*Фрагмент документа*:
╭──

Но в 30-е гг. Яковлев создал и пять фундаментальных грамматик кавказских языков, составивших значительный вклад в мировое кавказоведение. Из них тогда удалось издать лишь две грамматики полностью и одну частично. Вышли фундаментальная адыгейская грамматика совместно с адыгейским учеником Д. А. Ашхамафом (1941), кабардинская грамматика сначала в кратком варианте (1938), а после войны (1946) полностью, и один том (из двух) чеченской грамматики (1938). Второй том чеченской грамматики и ингушская грамматика не вышли сначала из-за войны, потом из-за трагедии чеченцев и ингушей в 1944 г. По иным причинам не повезло абхазской грамматике. В 1935 г. она уже была сдана в набор, но вмешался директор Абхазского НИИ, ученик Марра А. К. Хашба, написавший отзыв, зачеркивавший книгу. Отзыв Хашба (без рукописи Яковлева!) послали на третейский суд в Ленинград И. И. Мещанинову, взявшему сторону абхазского коллеги. Сохранившийся ответ Мещанинова показывает, что главная вина Николая Феофановича состояла в попытках спорить с уже покойным Марром: «Вполне правильны указания А. К. Хашба на неуместные нападки проф. Яковлева на метод палеонтологического анализа… Неуместны и совершенно неправильны утверждения проф. Яковлева, ограничивающие работу акад. Н. Я. Марра по абхазскому языку только составлением алфавита». Грамматика не вышла.

Отчуждение Яковлева от научных лидеров тех лет было двусторонним, а положение Яковлева среди московских лингвистов оказывалось все более обособленным. Он был вспыльчив, неуживчив, остер на язык, имел славу человека с плохим характером. А то главное, что придавало ему научный вес, уже сходило на нет: работа по созданию алфавитов заканчивалась. Впрочем, у него было свое научное окружение. Продолжалось содружество с Л. И. Жирковым, и появился новый сотрудник: не кто иной, как Г. П. Сердюченко, когда-то побивавший ученого цитатами из Л. М. Кагановича. Перебравшись из Ростова в Москву, он сумел сдружиться с Яковлевым и использовать его в своих целях. Впоследствии эта дружба дорого обойдется Николаю Феофановичу.

╰──

*Задание*:
Продолжите, пожалуйста, текст о Яковлеве, начиная сразу после его последнего предложения.

*Исходные данные*:
╭──

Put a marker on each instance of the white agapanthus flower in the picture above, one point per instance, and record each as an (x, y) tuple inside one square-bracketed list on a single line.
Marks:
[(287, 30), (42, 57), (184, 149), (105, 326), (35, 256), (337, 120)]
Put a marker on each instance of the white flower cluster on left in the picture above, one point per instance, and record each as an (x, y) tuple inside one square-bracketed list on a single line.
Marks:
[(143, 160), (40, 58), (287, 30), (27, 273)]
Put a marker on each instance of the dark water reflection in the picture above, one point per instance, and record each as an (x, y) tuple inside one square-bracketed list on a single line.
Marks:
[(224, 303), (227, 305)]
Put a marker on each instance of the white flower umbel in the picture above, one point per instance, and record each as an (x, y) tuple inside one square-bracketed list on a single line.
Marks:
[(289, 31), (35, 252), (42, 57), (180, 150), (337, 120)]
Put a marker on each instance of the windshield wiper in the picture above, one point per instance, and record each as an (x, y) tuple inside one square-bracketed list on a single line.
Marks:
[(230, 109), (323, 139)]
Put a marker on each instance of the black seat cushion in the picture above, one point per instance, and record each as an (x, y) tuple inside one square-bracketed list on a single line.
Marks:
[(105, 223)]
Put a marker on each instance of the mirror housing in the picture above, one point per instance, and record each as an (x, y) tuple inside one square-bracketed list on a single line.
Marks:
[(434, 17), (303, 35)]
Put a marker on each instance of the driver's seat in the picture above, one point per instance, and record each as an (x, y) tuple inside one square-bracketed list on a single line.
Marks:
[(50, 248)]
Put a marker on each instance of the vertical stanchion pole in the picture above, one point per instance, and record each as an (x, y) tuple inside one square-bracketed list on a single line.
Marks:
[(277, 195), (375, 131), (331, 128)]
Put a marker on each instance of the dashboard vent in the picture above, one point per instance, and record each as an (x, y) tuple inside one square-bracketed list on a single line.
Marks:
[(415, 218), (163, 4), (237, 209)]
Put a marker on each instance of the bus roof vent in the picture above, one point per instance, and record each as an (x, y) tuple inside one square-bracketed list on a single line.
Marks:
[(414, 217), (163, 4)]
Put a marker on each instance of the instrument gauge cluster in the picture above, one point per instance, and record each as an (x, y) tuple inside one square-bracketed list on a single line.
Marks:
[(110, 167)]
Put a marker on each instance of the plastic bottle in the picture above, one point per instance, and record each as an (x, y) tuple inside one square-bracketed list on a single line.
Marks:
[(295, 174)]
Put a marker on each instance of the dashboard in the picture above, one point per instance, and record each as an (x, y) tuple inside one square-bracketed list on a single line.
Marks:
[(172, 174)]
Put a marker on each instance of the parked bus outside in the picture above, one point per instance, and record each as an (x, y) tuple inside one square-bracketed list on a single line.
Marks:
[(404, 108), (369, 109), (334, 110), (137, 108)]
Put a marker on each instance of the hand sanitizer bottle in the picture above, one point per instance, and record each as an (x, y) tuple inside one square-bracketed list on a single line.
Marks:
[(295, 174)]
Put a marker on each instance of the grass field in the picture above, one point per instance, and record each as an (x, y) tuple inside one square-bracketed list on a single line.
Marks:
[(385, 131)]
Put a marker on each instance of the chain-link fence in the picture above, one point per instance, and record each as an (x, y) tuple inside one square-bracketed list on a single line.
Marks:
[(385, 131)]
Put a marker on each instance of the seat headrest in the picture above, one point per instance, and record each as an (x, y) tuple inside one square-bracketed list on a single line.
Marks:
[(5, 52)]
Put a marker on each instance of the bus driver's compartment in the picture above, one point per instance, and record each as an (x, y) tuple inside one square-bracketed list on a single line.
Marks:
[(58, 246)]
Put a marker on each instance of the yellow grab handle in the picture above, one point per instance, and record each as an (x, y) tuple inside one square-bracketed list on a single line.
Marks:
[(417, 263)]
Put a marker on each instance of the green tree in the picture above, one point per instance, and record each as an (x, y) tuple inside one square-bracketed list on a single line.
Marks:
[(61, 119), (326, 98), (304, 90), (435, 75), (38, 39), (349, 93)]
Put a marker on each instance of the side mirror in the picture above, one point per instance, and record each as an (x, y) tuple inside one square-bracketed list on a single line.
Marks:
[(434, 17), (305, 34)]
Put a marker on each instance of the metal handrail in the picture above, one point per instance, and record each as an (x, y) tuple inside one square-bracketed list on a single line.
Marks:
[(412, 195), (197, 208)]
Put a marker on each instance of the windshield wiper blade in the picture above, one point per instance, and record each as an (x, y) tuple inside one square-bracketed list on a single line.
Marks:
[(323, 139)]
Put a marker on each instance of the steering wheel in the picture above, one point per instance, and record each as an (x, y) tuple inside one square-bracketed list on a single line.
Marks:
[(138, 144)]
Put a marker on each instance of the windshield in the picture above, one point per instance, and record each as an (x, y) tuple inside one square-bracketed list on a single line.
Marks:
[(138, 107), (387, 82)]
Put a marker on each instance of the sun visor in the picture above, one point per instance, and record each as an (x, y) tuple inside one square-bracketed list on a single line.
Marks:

╰──

*Ответ*:
Наступила война. Яковлев был призван, но не попал на фронт, а в 1942 г. демобилизовался. В военные и послевоенные годы он уже не конструировал алфавиты, в то же время усилилась преподавательская деятельность. Он был профессором двух московских вузов – Московского института востоковедения и Военного института иностранных языков, где читал курс общего языкознания (продолжалась и работа в Институте языка и мышления, где Яковлев заведовал кавказским сектором). В обоих институтах подобрался сильный преподавательский состав, но все же для языкознания они занимали периферийное место по сравнению с МГУ и даже Институтом иностранных языков, но там Яковлев не работал.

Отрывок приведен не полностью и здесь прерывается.